### Exercise task 1:
According to the crop report, when will much of the corn reach "Black-Layer" maturity?
### Exercise task 2:
Summarize the crop report in two sentences.

The late season crops are looking good. The heat & humidity that we endured for the last 3 weeks may have reduced the yields on the edible beans & soybeans but anticipated yields look to still be above average. Our agronomy “experts” say that a lot of our corn will reach “Black-Layer” maturity in early September. From this point on the corn will dry down and gain test weight.
On Friday the sugarbeet industry was dealt a blow when a San Francisco judge ruled that farmers would not be allowed to plant Roundup Ready beets. After a series of rulings & appeals, it was widely thought that Roundup Ready beets would gain permanent approval. It’s not over yet, industry officials remain optimistic that UDSA will grant permanent approval. In the meantime, the sugarbeet industry has some serious concerns over seed supplies if the farmers need to plant conventional seed in 2011.
This week cooler temperatures are prevailing and one can feel a “touch” of fall in the air. Nothing is better than sleeping with the window open rather than closed tight with the air conditioner running.

### Given data:
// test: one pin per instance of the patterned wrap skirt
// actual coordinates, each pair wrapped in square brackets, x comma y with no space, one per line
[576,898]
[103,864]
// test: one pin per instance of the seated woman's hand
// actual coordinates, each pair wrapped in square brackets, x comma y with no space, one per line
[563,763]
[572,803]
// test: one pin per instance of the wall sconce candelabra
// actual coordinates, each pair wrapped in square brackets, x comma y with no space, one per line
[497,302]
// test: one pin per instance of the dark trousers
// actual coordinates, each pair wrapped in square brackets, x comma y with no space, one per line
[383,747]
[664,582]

...

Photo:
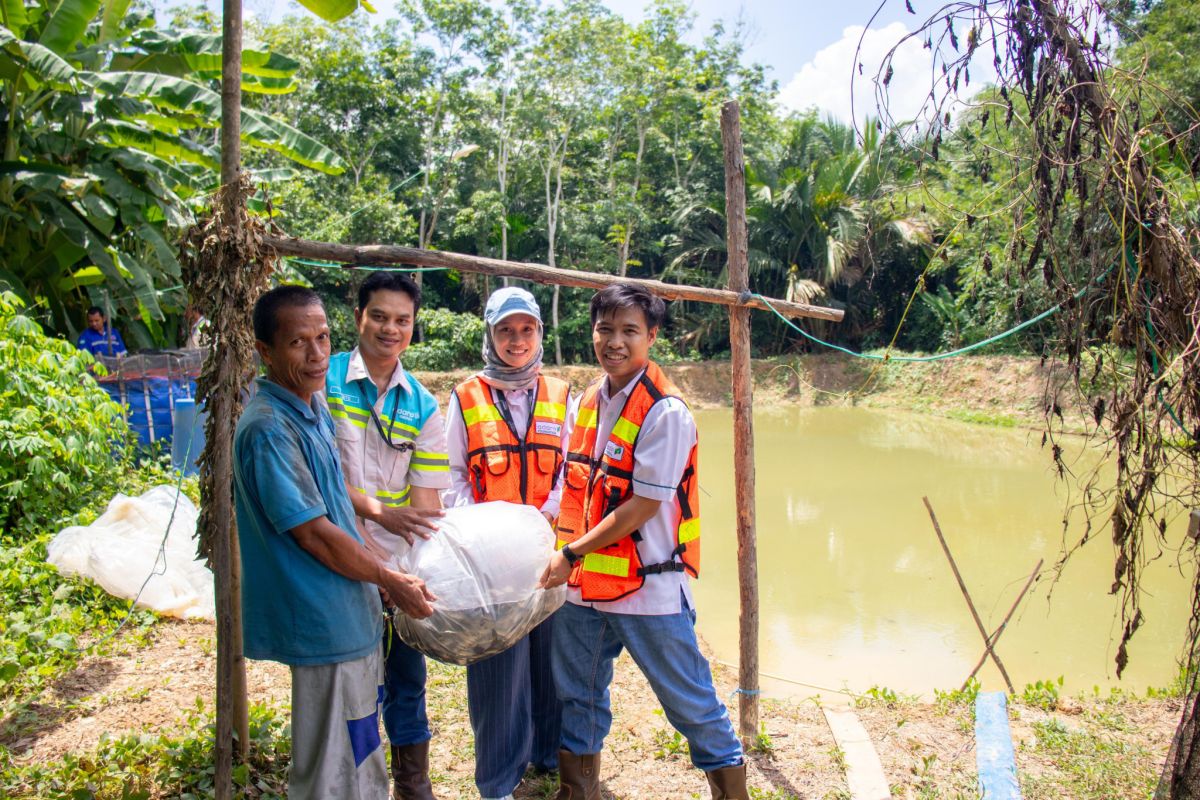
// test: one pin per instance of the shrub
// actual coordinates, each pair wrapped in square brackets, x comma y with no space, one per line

--

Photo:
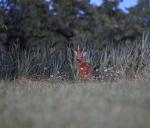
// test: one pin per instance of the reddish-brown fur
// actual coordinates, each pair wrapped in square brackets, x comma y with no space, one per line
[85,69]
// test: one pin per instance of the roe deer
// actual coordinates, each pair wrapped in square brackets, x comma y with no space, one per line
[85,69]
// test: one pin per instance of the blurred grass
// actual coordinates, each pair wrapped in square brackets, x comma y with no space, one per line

### Exercise solution 1:
In early September.

### Exercise solution 2:
Late season crops look good, and although three weeks of heat and humidity may have reduced edible bean and soybean yields, yields are still expected to be above average, with much of the corn reaching maturity in early September. A San Francisco judge ruled on Friday that farmers would not be allowed to plant Roundup Ready beets, leaving the sugarbeet industry concerned about seed supplies if conventional seed must be planted in 2011, while cooler temperatures this week bring a touch of fall.